(Texto de lectura)
_ _ _ _

Quizás la única certeza que se va consolidando, es que no habrá retorno a la “antigua normalidad” cualquiera fuese el desenlace final.
Junto a los replanteos que se den en lo personal, habrá otros muchos que forzosamente se verificarán en todos los ámbitos de la existencia comunitaria. Claro está, que dar cuenta de esa convicción no implica por sí mismo un juicio de valor ni sobre el sentido, naturaleza y consecuencias de los cambios que se generen o se nos impongan.
El sentido del trabajo
Las concepciones sobre el mundo laboral nunca han sido uniformes ni, por supuesto, ajenas a los intereses en pugna que le son inherentes y a las notorias asimetrías que caracterizan a las relaciones de empleo.
El trabajo constituye una de las principales vías de inclusión social, como también de realización de las personas, no siendo indiferente para cumplir cabalmente esos objetivos las condiciones en que se desempeñe y los derechos que se reconozcan.

_ _ _ _

(Listado de datos)
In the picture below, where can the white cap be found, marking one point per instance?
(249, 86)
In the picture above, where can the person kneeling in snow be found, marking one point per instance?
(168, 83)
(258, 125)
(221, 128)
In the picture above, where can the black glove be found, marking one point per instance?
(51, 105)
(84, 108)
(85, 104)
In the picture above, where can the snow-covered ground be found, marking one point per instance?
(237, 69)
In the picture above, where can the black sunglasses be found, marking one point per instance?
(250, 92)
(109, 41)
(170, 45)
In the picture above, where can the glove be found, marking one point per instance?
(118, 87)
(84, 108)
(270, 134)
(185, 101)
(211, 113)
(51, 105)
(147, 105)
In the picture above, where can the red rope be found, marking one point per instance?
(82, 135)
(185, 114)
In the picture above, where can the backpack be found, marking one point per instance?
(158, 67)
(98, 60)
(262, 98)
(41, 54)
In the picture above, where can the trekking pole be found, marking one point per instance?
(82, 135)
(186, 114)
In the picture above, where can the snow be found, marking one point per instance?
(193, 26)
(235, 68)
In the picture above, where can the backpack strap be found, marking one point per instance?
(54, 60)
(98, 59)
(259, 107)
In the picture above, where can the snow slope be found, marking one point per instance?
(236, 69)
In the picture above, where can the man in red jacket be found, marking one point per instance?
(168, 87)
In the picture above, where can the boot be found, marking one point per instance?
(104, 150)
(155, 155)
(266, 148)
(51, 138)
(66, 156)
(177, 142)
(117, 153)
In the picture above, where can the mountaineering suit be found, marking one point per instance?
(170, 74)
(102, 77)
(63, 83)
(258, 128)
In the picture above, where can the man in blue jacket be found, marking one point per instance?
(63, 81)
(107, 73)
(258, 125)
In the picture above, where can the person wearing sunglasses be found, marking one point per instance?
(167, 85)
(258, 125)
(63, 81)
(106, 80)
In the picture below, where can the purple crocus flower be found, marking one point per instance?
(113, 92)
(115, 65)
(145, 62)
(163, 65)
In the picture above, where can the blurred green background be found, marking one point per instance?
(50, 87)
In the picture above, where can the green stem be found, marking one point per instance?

_ _ _ _

(Ejercicios propuestos)
**1.** Cita por favor el texto sobre el trabajo completo, sin alterar nada.
**2.** Extrae del listado todas las líneas que contengan la cadena "snow", distinguiendo entre mayúsculas y minúsculas.
El texto sobre el trabajo y el listado proceden de fuentes distintas.

(Soluciones)
**1.**
Quizás la única certeza que se va consolidando, es que no habrá retorno a la “antigua normalidad” cualquiera fuese el desenlace final.
Junto a los replanteos que se den en lo personal, habrá otros muchos que forzosamente se verificarán en todos los ámbitos de la existencia comunitaria. Claro está, que dar cuenta de esa convicción no implica por sí mismo un juicio de valor ni sobre el sentido, naturaleza y consecuencias de los cambios que se generen o se nos impongan.
El sentido del trabajo
Las concepciones sobre el mundo laboral nunca han sido uniformes ni, por supuesto, ajenas a los intereses en pugna que le son inherentes y a las notorias asimetrías que caracterizan a las relaciones de empleo.
El trabajo constituye una de las principales vías de inclusión social, como también de realización de las personas, no siendo indiferente para cumplir cabalmente esos objetivos las condiciones en que se desempeñe y los derechos que se reconozcan.

**2.**
In the picture above, where can the person kneeling in snow be found, marking one point per instance?
In the picture above, where can the snow-covered ground be found, marking one point per instance?
In the picture above, where can the snow be found, marking one point per instance?
In the picture above, where can the snow slope be found, marking one point per instance?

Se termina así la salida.